Page:
★ ★ ★ ★ ★

College Transparency Act
Sponsored By: Senator Bill Cassidy
Introduced
Summary
a federal Postsecondary Student Data System would be created to collect student-level records that track enrollment, progression, completion, costs, financial aid, and postcollege outcomes. The system would also aim to reduce duplicative reporting for institutions and provide secure, de-identified data for research and policymaking.
Show full summary
- Students and families would get a public consumer website and an analytic tool with customizable filters, cross‑institution and program comparisons, and contextual figures like national medians to help compare outcomes.
- Institutions that receive Title IV federal student aid would be required to submit the specified student-level data or submit aggregate data if a law prohibits student-level reporting. The bill would phase in submission requirements four years after enactment and allows non‑Title IV institutions to participate voluntarily. It also repeals the prior ban on creating a student-level postsecondary system.

★ ★ ★ ★ ★

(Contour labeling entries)
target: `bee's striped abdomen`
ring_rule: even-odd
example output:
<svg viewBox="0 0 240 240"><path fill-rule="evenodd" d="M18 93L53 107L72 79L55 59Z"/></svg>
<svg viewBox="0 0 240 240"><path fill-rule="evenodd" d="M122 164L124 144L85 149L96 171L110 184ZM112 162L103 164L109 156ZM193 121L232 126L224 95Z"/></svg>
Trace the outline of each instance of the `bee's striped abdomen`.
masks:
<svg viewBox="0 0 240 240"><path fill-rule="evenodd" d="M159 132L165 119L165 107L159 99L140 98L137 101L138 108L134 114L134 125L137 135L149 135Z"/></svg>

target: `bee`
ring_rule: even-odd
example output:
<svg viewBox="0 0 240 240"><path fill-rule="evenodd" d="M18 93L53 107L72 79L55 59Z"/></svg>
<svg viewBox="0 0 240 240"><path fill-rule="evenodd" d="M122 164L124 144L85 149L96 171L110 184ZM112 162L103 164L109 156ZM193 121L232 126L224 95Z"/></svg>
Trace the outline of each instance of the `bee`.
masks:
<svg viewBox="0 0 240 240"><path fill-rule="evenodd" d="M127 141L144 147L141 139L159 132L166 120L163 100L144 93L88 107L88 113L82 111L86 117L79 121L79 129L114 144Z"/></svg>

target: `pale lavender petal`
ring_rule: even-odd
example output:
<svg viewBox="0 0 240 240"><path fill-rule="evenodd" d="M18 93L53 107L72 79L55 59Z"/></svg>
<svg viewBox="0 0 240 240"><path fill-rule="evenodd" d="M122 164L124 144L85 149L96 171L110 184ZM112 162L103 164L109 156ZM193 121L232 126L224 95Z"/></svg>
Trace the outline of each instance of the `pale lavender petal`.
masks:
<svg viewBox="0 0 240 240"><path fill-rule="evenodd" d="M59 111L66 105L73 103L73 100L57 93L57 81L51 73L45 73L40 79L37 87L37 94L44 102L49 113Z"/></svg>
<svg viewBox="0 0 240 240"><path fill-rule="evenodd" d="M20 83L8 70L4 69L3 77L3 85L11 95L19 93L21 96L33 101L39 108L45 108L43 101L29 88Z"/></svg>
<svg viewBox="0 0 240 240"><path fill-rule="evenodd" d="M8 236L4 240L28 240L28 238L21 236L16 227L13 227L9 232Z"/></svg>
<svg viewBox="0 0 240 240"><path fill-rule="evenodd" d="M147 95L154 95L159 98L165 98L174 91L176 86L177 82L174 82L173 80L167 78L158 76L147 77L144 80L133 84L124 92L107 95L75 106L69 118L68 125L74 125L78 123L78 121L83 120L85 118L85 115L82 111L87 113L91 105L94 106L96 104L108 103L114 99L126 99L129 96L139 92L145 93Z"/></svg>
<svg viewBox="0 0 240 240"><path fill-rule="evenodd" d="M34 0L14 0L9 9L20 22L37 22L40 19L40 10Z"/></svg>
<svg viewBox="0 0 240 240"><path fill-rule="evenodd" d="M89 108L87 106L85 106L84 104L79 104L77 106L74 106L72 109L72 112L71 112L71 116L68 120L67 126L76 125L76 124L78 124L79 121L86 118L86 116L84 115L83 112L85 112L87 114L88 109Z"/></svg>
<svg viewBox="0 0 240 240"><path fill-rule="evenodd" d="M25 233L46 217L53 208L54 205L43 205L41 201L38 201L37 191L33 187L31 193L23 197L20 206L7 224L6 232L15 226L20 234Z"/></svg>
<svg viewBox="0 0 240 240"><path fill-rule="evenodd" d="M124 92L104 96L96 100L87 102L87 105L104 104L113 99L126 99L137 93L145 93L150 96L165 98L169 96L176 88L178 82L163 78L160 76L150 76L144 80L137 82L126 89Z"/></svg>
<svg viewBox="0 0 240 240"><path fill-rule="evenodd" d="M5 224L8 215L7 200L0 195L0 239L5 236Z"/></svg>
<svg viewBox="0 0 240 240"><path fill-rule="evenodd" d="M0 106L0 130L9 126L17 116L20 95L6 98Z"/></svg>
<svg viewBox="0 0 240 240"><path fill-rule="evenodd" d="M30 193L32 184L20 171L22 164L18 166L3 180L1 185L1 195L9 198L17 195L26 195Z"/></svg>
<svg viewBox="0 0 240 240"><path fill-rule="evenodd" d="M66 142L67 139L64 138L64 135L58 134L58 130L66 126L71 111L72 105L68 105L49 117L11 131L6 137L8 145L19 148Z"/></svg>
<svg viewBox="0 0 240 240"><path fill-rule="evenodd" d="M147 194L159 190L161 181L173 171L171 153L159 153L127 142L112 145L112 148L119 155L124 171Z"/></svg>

★ ★ ★ ★ ★

Exercise requirements:
A. According to the College Transparency Act page, what would the student-level records in the proposed data system track? List each item.
B. Retype the stretch of the College Transparency Act page from "College Transparency Act" through "research and policymaking.".
C. On the College Transparency Act page, when would the data submission requirements phase in?

Exercise responses:
A.
enrollment
progression
completion
costs
financial aid
postcollege outcomes

B.
College Transparency Act
Sponsored By: Senator Bill Cassidy
Introduced
Summary
a federal Postsecondary Student Data System would be created to collect student-level records that track enrollment, progression, completion, costs, financial aid, and postcollege outcomes. The system would also aim to reduce duplicative reporting for institutions and provide secure, de-identified data for research and policymaking.

C. Four years after enactment.